** start **

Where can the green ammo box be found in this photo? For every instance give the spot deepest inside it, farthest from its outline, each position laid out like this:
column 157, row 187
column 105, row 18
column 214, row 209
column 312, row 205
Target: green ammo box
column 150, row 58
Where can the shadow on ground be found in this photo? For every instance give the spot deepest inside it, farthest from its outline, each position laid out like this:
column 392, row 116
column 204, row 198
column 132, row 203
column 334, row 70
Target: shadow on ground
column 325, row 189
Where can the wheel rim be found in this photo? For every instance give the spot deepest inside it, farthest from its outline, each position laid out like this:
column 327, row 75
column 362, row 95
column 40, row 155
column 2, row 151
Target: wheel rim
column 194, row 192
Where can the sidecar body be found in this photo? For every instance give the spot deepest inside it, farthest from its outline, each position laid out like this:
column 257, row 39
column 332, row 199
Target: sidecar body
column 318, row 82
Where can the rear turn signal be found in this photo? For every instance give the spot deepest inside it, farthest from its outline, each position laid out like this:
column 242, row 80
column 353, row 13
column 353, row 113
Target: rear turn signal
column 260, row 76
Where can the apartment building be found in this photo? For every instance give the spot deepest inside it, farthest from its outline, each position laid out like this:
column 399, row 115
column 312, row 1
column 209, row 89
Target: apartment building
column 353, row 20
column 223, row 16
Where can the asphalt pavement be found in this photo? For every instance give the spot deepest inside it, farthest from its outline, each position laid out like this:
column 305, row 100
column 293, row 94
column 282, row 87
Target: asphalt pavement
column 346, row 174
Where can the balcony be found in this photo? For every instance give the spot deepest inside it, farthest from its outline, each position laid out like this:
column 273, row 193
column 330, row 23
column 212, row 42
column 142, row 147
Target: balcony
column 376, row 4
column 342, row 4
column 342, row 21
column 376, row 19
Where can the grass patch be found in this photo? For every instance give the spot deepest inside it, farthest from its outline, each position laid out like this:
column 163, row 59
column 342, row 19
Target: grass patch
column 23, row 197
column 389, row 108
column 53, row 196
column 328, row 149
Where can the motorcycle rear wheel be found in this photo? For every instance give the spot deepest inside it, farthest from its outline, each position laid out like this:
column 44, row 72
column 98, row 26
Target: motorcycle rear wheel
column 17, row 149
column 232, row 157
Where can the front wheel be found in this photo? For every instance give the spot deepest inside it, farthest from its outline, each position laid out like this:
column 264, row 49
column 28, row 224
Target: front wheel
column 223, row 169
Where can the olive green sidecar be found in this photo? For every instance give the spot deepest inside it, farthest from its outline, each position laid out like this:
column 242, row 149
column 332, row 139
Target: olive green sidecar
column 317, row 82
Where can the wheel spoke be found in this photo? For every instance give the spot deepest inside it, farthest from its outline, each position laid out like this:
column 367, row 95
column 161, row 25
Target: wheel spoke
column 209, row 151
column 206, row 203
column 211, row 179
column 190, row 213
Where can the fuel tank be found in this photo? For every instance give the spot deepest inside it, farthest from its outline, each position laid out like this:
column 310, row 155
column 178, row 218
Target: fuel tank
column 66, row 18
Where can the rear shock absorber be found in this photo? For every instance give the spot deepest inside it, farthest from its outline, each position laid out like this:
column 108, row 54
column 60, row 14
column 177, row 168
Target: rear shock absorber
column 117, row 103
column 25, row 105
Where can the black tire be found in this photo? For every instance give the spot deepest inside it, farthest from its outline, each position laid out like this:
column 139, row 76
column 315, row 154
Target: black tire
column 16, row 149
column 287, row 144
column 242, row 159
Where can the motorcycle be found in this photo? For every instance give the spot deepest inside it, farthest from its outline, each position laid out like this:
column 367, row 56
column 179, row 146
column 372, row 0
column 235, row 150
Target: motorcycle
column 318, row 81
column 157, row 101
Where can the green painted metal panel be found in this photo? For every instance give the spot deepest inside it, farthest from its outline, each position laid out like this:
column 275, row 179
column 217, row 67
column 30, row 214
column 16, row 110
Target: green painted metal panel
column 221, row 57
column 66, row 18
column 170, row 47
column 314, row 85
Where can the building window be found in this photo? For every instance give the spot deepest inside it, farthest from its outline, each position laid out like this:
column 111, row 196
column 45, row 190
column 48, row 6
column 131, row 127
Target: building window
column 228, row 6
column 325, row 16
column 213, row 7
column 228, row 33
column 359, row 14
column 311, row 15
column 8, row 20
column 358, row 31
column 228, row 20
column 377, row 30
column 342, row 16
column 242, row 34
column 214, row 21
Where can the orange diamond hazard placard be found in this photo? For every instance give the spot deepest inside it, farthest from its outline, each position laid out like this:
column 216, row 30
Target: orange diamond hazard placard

** end **

◆ WHAT YOU ARE ASKED TO DO: Rewrite the material from its first line through the line containing "column 260, row 76", swapping "Target" for "Label" and changing nothing else.

◆ EXERCISE ANSWER:
Where can the green ammo box be found in this photo? For every instance give the spot deepest inside it, farthest from its outline, each position laid out like this:
column 157, row 187
column 105, row 18
column 214, row 209
column 312, row 205
Label: green ammo box
column 150, row 58
Where can the shadow on ground be found in this photo? For every instance give the spot deepest inside it, farthest from its outline, each position laid out like this:
column 392, row 116
column 204, row 198
column 132, row 203
column 334, row 70
Label: shadow on ground
column 325, row 189
Where can the wheel rim be found in this photo? For every instance give the spot deepest inside it, farthest from its outline, each position laid out like this:
column 327, row 75
column 362, row 95
column 40, row 155
column 2, row 151
Label: wheel rim
column 194, row 192
Where can the sidecar body be found in this photo? For every instance give the spot deepest inside it, farthest from its outline, each position laid out like this:
column 257, row 39
column 332, row 199
Label: sidecar body
column 318, row 82
Where can the rear turn signal be found in this photo? For every instance give the spot deepest inside it, farthest from its outline, each position laid out like this:
column 242, row 80
column 353, row 13
column 353, row 113
Label: rear turn signal
column 260, row 76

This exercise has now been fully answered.